* [ESERCIZIO ASSEGNATO 1]: Nel testo sulla nonviolenza, elenca le cose a cui l'ultimo paragrafo lega inseparabilmente la visione della nonviolenza.
* [ESERCIZIO ASSEGNATO 2]: Riproduci il testo sulla nonviolenza a partire da "Pubblichiamo l’intervento del" e proseguendo fino a "2 ottobre scorso.".
* [ESERCIZIO ASSEGNATO 3]: Riprendi il testo sulla nonviolenza dopo la sua ultima frase e portalo avanti.

La nonviolenza è da costruire giorno per giorno, dal basso, con costanza e abnegazione

di Elvio Issa Arancio

Pubblichiamo l’intervento del nostro fratello Elvio Issa Arancio in occasione della giornata della Non Violenza celebrata a Torino il 2 ottobre scorso.
Dal sito www.islam-online.it



Per il secondo anno si celebra il 2 ottobre – anniversario della nascita di  Gandhi - la Giornata internazionale della nonviolenza, proclamata lo  scorso  anno dall’Assemblea generale delle Nazioni Unite.



Nazioni Unite che credo sia utile ricordare, ha avvallato vari interventi militari, uno su tutti, quello in Afghanistan, uno dei paesi più poveri al mondo. Si sa che il lifting è pratica oggi molto in voga. Il pericolo di un’iniziativa retorica esiste, per cui questa ricorrenza non va enfatizzata, ma non va neanche buttata via.

Mi unisco a quanti in questi giorni stanno ricordando l’urgenza di una  pratica di nonviolenza, intesa come appello etico al riconoscimento senza riserve dell’umanità  dell’altro, la visione della nonviolenza si lega inseparabilmente al  rifiuto delle retoriche odierne sulla sicurezza o sullo scontro di  civiltà  e al contrasto della logica del guadagno come sola e suprema unità di misura nelle relazioni tra le persone.

* [ESTRATTI DEL MATERIALE]:
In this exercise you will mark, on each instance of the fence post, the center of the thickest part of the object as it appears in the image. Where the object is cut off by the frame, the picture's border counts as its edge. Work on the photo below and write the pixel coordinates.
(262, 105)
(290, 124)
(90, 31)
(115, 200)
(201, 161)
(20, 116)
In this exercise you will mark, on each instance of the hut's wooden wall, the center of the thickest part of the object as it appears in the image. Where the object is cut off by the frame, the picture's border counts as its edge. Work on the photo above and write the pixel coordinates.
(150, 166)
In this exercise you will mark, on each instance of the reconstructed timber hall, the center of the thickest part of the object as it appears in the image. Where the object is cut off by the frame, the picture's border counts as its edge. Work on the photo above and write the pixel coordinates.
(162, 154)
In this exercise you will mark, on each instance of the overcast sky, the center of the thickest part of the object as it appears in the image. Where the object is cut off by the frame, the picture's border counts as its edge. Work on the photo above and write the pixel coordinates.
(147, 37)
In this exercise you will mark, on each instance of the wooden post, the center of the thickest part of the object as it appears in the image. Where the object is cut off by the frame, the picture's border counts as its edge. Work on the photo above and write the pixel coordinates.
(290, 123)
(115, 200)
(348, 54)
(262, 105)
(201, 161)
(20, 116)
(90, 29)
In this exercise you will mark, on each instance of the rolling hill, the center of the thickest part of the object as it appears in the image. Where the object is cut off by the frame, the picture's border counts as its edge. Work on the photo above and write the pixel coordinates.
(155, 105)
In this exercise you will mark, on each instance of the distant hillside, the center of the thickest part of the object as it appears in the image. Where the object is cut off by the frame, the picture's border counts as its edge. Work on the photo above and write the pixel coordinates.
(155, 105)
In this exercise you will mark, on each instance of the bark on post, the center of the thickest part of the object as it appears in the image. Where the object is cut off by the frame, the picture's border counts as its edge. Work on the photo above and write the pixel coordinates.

* [SOLUZIONE 1]:
- il rifiuto delle retoriche odierne sulla sicurezza
- il rifiuto delle retoriche sullo scontro di civiltà
- il contrasto della logica del guadagno come sola e suprema unità di misura nelle relazioni tra le persone

* [SOLUZIONE 2]:
Pubblichiamo l’intervento del nostro fratello Elvio Issa Arancio in occasione della giornata della Non Violenza celebrata a Torino il 2 ottobre scorso.

* [SOLUZIONE 3]:
C’è un vecchio giochetto di parole che piace sempre tanto ai bambini: perché staccato si scrive tutto attaccato e, invece, tutto attaccato si scrive staccato? Con il termine nonviolenza e’ un po’ la stessa cosa: perché non c’e’ una sola,unica, importante,  magnifica parola che indichi la nonviolenza? Perché il non della negazione  attaccato proprio a ciò che non si vorrebbe mai pronunciare, vedere o sentire, la violenza? Mi si dirà, la parola c’e’, e’ pace. No, non e’ la stessa cosa. Pace e’ uno stato di grazia, nonviolenza e’ una presa di posizione. Una presa di coscienza .Per molti e’ una scelta quotidiana, uno stile di vita.

Per questa ragione credo che sarebbe utile cominciare a riflettere sulla violenza, per scoprire che questa dimensione va ben oltre le azioni degli eserciti, e che un dibattito onesto sul tema potrebbe diventare "il" dibattito sociale e politico per eccellenza attorno al quale aggregare tutte le forze umane e spirituali che oggi si oppongono alla violenza economica, a quella sull’ambiente, a quella che colpisce i migranti e i poveri e a quella che pratichiamo anche noi quando siamo stati fermi e zitti di fronte a tutto questo, solo perché quella violenza proveniva dalla nostra parte religiosa o politica. Praticare la nonviolenza comporta invece uno sforzo continuo per fare in  modo che la nostra  testa e il nostro cuore  collaborino coerentemente. 


 
Non violenza è pensare al nostro agire, a cosa mangiamo,ad es. riflettere sul consumo di carne e alla distruzione di risorse del pianeta che ne deriva; rifiutare merci che arrivino da  posti lontani dove per la sua produzione qualcuno ha sofferto ed e’ stato umiliato e sottopagato. E’ non indossare scarpe prodotte con sfruttamento del lavoro minorile. Nonviolenza è ricordarsi che ogni essere vivente ha diritto di vivere la propria vita, in libertà, senza costrizioni, paura, dolore, mortificazioni.


E’ il rispetto del diverso, qualunque sia la sua differenza.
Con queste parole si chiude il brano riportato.